[Entries from a pointing dataset]
*****

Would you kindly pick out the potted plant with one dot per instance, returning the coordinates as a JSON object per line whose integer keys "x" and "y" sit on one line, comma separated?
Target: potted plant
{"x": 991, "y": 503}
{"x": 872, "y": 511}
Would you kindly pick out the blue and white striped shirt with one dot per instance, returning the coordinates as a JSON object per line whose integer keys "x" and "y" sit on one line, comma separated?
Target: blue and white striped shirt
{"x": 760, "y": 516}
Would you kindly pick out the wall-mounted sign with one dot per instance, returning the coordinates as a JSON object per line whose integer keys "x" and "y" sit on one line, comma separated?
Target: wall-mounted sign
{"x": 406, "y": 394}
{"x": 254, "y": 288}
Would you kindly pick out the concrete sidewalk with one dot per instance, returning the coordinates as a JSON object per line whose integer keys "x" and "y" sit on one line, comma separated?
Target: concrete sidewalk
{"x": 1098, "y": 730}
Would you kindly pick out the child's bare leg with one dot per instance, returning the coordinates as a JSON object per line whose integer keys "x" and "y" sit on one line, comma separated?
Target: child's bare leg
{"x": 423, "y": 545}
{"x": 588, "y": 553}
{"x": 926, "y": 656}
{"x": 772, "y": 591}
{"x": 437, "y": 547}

*****

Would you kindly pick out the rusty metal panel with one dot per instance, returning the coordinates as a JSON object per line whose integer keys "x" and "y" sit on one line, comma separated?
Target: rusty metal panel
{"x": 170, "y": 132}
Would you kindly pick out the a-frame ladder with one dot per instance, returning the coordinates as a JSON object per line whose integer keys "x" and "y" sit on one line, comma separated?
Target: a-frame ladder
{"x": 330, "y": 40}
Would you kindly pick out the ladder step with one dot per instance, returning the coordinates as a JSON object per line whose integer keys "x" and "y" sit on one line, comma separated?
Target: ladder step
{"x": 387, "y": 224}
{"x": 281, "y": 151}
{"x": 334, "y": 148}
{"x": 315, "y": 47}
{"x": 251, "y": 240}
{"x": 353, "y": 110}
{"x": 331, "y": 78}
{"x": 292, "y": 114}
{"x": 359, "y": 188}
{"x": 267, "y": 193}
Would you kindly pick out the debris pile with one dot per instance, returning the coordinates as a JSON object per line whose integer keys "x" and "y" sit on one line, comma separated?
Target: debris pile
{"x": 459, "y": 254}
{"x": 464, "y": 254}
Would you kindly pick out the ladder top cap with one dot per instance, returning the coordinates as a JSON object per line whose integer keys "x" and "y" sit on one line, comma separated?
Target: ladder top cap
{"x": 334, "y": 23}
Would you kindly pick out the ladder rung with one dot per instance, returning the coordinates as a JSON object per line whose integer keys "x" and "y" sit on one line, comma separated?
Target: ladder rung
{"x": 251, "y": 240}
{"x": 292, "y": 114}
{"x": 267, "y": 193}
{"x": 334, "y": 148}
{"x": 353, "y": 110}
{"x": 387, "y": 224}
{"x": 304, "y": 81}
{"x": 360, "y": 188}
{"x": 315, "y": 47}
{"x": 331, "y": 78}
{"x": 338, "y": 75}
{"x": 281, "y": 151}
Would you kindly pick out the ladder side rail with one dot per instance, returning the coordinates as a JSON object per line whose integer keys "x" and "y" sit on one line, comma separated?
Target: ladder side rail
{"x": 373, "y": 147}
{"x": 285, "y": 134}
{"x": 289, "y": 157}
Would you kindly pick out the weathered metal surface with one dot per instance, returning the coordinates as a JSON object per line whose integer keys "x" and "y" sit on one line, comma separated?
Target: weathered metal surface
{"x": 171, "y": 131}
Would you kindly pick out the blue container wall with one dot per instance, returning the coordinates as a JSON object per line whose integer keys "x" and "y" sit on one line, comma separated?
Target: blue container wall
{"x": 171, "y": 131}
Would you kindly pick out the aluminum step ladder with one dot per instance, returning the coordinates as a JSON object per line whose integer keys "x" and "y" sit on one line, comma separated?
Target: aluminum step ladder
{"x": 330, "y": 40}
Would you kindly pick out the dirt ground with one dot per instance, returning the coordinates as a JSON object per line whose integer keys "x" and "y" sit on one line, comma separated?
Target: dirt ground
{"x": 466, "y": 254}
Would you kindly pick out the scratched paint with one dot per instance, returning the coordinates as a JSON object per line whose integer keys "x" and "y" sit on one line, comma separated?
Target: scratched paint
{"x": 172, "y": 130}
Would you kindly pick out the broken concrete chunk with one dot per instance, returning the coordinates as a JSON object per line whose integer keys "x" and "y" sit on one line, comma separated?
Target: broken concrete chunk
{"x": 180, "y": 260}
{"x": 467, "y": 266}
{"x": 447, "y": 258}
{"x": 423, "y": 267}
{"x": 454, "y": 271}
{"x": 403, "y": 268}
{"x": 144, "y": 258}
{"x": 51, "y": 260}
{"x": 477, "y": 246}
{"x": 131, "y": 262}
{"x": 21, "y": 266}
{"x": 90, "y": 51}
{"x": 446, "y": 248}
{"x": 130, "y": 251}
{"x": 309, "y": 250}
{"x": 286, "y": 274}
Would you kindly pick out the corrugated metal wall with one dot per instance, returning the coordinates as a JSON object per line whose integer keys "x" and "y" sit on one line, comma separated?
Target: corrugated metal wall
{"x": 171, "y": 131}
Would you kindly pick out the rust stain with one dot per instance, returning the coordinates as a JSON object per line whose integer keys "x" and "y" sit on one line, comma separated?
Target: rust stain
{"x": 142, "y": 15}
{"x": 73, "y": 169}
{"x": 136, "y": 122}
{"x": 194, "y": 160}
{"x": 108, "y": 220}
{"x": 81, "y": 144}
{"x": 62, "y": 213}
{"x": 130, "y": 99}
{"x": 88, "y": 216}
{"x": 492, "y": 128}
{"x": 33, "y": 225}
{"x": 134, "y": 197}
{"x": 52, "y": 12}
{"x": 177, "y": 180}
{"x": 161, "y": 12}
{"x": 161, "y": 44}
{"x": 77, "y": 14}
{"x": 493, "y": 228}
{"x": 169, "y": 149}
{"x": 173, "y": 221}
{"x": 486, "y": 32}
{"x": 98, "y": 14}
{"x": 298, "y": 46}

*****

> [Exercise]:
Go through the items above and pull out every line that contains the word "broken". List those lines as they appear.

> [Output of the task]:
Would you kindly pick out the broken concrete chunk with one dot per instance, returning the coordinates as a JSON object per line whose integer keys "x" and "y" sit on one line, comma separated?
Target: broken concrete chunk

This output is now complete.